#### TRECHO FORNECIDO:
^^^^

20% do salário líquido deve ser guardado e 10% doados
O equilíbrio das finanças depende mais do autocontrole emocional do que da afinidade com números e cálculos. De acordo com a educadora financeira Ana Paula Hornos, a maioria dos brasileiros toma decisões equivocadas em relação ao orçamento doméstico e empresarial e acaba se endividando por não conseguir se controlar. “É difícil resistir as tentações do mercado”, diz Ana Paula, que é professora na Casa do Saber e coach. “Primeiro precisamos saber cuidar das emoções para depois lidar com os números”.
O ‘descontrole’ que leva ao endividamento, segundo ela, é verificado tanto no ambiente doméstico quanto no empresarial. No caso das empresas, a educadora destaca a importância do fluxo de caixa para assegurar a saúde financeira do negócio. Não misturar as finanças de pessoa física e jurídica é outra prática recomendada.

^^^^

[Dados de marcação de pontos em fotos]

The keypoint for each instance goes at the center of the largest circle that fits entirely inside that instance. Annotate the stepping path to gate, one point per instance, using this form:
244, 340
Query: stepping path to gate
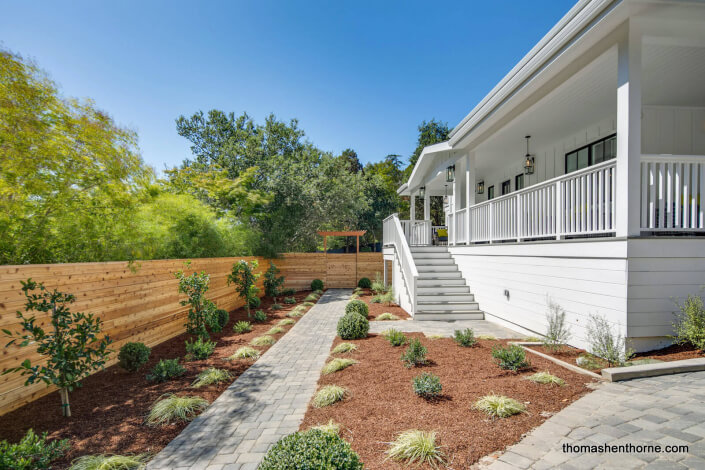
267, 402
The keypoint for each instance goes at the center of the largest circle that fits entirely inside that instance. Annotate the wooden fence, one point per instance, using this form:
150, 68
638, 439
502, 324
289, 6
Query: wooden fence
141, 302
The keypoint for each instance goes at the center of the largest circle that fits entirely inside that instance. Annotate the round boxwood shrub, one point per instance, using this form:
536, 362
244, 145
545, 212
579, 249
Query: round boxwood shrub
353, 326
132, 356
311, 450
357, 306
364, 283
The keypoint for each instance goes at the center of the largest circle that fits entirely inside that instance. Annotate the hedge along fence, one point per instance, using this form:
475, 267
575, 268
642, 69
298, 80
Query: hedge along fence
138, 302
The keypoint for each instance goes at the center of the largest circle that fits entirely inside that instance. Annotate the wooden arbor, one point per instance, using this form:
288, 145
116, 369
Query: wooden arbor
345, 233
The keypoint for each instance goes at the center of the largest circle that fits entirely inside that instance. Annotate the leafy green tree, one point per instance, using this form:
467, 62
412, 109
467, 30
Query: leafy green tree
244, 277
73, 348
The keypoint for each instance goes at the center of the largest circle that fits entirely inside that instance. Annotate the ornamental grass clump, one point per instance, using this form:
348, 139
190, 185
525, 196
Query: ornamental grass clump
415, 354
512, 357
416, 446
166, 369
465, 338
265, 340
311, 450
242, 327
386, 316
395, 337
110, 462
498, 406
359, 307
427, 385
328, 395
199, 349
174, 409
353, 326
337, 364
343, 348
211, 376
546, 378
245, 352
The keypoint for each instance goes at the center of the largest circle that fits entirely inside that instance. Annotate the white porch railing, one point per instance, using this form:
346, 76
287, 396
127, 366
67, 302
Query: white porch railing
393, 235
672, 192
580, 203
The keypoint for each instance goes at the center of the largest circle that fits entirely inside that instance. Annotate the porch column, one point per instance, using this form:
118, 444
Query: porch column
627, 197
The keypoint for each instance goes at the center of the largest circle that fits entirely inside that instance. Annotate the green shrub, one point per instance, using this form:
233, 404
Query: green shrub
415, 354
263, 341
242, 327
386, 316
211, 376
546, 378
557, 332
344, 348
395, 337
337, 364
364, 283
427, 385
498, 406
32, 452
110, 462
311, 450
416, 446
689, 327
353, 326
222, 317
328, 395
358, 306
174, 409
199, 349
166, 369
133, 356
605, 343
512, 357
465, 338
260, 316
245, 352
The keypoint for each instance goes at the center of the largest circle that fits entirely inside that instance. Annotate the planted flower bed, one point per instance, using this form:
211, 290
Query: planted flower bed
110, 409
438, 392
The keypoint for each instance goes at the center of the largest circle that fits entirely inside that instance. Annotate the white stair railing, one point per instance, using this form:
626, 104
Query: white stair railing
394, 236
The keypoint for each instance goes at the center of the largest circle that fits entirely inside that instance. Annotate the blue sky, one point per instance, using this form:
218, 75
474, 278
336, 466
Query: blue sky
359, 74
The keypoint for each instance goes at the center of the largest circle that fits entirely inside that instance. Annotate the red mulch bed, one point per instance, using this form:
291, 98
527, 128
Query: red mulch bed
109, 409
674, 352
378, 309
381, 402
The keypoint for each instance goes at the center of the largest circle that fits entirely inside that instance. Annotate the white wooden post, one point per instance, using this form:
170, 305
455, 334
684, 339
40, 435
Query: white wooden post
628, 133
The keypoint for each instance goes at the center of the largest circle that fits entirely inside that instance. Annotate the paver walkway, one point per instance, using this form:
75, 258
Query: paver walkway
446, 328
667, 410
267, 402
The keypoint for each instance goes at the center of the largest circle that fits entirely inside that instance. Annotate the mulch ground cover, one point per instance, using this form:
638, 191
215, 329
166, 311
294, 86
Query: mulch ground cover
376, 309
108, 411
674, 352
381, 403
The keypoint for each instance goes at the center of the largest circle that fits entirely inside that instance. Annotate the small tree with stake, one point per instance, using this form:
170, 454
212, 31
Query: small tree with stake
73, 349
244, 277
272, 282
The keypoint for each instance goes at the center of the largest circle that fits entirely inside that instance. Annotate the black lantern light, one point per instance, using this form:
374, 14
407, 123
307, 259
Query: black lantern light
528, 159
450, 174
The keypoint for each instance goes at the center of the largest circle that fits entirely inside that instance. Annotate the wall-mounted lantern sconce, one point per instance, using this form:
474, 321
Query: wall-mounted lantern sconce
529, 164
480, 189
450, 174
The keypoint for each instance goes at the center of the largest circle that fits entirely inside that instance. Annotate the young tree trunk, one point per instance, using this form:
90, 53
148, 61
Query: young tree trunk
65, 406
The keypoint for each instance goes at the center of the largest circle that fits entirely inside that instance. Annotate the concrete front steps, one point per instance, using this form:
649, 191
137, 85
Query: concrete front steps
442, 292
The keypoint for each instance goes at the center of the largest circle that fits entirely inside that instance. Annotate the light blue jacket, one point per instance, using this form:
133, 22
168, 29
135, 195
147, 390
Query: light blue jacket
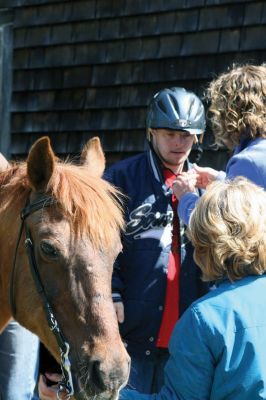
218, 347
249, 160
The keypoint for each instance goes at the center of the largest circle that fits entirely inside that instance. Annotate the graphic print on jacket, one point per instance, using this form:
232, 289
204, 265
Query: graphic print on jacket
145, 224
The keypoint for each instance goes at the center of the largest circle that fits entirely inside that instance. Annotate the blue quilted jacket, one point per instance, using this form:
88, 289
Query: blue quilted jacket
140, 272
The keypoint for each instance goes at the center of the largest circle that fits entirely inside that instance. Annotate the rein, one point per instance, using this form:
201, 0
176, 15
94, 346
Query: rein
66, 384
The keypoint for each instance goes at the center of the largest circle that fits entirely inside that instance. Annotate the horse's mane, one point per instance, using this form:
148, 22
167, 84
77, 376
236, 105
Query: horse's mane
91, 204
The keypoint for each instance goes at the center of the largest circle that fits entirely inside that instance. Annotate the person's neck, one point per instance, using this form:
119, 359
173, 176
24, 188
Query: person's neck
176, 169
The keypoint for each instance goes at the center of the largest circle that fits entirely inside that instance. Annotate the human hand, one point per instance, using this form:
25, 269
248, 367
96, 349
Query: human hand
205, 175
184, 183
49, 392
119, 310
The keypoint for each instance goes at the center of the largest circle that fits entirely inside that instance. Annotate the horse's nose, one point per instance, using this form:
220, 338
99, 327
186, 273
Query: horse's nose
109, 377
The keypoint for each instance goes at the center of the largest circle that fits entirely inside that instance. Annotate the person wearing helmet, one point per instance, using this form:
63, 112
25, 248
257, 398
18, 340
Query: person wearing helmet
155, 278
238, 117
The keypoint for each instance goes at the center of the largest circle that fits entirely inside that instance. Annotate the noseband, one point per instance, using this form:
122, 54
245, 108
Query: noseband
66, 383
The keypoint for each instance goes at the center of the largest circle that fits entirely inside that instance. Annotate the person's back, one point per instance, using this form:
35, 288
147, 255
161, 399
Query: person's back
218, 347
230, 334
237, 110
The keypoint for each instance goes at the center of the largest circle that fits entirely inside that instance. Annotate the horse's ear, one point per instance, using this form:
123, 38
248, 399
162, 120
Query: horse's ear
40, 164
4, 164
93, 156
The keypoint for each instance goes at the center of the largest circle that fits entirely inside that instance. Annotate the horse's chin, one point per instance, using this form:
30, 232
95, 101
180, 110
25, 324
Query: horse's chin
84, 395
90, 392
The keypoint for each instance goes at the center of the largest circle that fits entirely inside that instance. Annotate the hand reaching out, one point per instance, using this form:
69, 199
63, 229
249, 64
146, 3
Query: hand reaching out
205, 176
184, 183
49, 392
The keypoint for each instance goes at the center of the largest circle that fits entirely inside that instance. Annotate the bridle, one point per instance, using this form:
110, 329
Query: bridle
66, 384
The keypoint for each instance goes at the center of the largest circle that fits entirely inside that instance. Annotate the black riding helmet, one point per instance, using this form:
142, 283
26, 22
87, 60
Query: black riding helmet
177, 109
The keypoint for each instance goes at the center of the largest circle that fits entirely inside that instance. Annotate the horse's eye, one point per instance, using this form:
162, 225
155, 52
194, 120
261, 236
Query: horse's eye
49, 250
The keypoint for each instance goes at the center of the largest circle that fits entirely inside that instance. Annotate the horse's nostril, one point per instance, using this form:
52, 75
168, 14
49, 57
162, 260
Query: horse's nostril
97, 375
105, 378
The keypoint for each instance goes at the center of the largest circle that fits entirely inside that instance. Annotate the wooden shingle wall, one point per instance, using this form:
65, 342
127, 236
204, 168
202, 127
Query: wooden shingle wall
86, 67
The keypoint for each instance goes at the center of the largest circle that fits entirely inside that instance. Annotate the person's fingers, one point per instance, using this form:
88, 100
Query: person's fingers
46, 392
119, 309
53, 377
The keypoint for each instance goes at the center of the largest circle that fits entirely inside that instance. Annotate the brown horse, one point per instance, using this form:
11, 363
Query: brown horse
72, 221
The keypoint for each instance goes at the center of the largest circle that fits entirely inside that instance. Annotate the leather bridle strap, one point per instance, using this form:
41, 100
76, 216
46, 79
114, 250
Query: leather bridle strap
66, 383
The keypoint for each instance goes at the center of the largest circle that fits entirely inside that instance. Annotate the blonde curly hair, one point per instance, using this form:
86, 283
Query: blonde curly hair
238, 104
228, 230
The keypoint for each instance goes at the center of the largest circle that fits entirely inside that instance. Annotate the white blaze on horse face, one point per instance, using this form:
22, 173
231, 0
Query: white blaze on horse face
90, 317
74, 250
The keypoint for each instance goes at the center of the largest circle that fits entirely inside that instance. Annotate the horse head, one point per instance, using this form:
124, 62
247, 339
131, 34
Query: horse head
75, 240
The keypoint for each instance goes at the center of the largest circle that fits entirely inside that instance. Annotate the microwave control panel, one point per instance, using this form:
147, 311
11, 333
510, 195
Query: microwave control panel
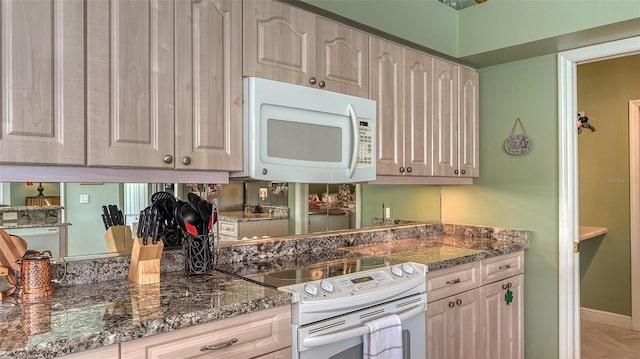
365, 155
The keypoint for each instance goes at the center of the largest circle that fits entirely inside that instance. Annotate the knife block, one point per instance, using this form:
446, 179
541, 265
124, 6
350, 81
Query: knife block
119, 239
145, 262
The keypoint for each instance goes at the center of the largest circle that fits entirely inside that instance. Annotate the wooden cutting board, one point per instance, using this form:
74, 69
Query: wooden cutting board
12, 248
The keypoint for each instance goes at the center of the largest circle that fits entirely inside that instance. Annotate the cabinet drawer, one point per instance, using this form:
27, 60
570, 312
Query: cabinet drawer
244, 336
229, 228
505, 266
446, 282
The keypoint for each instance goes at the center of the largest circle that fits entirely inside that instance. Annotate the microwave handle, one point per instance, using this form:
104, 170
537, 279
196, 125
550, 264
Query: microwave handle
356, 140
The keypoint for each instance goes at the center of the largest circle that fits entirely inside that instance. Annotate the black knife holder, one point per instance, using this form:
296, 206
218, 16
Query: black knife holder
198, 256
118, 239
145, 262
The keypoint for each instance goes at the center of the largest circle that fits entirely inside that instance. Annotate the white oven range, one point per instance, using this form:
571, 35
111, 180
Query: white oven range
330, 313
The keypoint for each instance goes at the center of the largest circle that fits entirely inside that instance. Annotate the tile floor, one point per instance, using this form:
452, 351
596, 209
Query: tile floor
601, 341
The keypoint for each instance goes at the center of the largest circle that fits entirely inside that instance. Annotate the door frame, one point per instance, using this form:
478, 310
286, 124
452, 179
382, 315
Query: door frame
568, 256
634, 209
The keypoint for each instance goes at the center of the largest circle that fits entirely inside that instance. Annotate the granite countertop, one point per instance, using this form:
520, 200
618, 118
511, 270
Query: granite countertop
242, 216
85, 317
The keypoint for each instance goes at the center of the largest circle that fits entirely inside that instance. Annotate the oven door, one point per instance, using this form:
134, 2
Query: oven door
341, 337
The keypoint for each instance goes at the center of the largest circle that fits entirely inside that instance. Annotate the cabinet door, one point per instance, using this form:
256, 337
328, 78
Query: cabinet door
503, 335
343, 59
130, 86
418, 113
42, 82
445, 118
469, 115
279, 42
453, 327
387, 89
209, 85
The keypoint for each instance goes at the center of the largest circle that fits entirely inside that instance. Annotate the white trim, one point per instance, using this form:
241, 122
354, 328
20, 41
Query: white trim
608, 318
634, 209
568, 263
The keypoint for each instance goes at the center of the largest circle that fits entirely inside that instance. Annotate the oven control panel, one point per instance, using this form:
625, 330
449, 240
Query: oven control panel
379, 280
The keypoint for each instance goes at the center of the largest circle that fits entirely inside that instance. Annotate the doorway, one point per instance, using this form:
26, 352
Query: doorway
569, 257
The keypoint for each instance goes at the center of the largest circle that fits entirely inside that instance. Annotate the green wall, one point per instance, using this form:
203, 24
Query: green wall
426, 23
420, 203
519, 192
604, 91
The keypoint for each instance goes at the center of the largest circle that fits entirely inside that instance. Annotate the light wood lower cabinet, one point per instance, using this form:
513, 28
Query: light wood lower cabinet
245, 336
468, 315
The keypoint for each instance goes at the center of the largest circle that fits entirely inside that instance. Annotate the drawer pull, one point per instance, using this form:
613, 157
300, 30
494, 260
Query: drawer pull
219, 346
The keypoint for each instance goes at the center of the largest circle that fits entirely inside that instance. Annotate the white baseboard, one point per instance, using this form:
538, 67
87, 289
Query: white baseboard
599, 316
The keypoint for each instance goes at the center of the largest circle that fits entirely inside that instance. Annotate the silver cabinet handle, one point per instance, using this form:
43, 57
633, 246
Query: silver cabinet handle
219, 346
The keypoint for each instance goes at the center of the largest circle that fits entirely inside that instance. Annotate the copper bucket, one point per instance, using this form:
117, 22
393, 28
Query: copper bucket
35, 275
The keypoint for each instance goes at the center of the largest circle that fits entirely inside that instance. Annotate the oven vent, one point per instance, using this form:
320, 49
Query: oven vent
409, 302
328, 326
370, 314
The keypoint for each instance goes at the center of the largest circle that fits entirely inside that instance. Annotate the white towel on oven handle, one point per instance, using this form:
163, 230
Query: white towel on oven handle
384, 340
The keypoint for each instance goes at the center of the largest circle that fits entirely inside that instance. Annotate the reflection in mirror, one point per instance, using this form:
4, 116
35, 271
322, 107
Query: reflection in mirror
81, 228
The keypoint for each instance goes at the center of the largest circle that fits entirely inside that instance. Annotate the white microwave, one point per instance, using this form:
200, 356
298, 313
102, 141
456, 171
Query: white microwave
294, 133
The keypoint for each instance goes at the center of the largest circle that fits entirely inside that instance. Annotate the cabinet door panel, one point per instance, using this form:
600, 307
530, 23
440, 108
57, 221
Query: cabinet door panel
445, 118
130, 85
387, 90
343, 58
503, 332
469, 123
42, 82
418, 113
279, 42
209, 85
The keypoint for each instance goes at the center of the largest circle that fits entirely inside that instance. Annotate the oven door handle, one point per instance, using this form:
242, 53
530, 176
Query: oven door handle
358, 331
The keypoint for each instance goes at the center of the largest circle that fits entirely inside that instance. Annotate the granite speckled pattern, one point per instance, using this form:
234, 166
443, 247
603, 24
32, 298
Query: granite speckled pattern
90, 316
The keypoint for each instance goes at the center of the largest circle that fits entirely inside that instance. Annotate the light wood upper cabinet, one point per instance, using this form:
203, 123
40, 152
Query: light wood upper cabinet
42, 82
418, 108
455, 120
130, 83
387, 88
401, 86
279, 42
343, 59
445, 118
208, 85
164, 84
284, 43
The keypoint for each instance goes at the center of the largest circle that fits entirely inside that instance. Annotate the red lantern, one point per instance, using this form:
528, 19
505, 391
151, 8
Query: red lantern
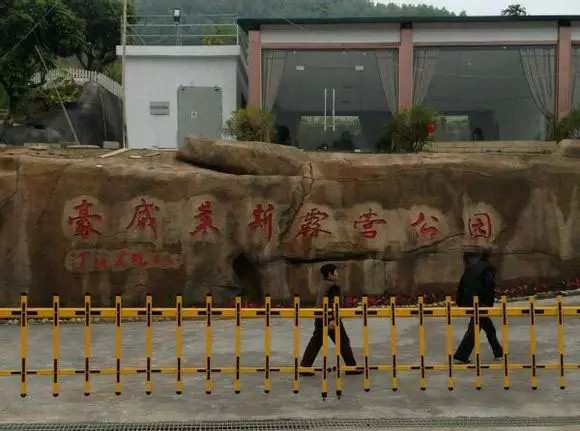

^^^^

#### O QUE SE PEDE:
**a.** Por favor, imprima do texto sobre controle financeiro tudo o que vai de "O ‘descontrole’ que" até "outra prática recomendada.", sem nenhuma alteração.
**b.** Liste todas as ocupações que o texto sobre controle financeiro atribui a Ana Paula Hornos.
**c.** Segundo o texto sobre controle financeiro, que porcentagem do salário líquido deve ser doada?
As entradas vêm de uma fonte diferente.

#### LISTA DE SOLUÇÕES:
**a.**
O ‘descontrole’ que leva ao endividamento, segundo ela, é verificado tanto no ambiente doméstico quanto no empresarial. No caso das empresas, a educadora destaca a importância do fluxo de caixa para assegurar a saúde financeira do negócio. Não misturar as finanças de pessoa física e jurídica é outra prática recomendada.

**b.** educadora financeira; professora na Casa do Saber; coach

**c.** 10%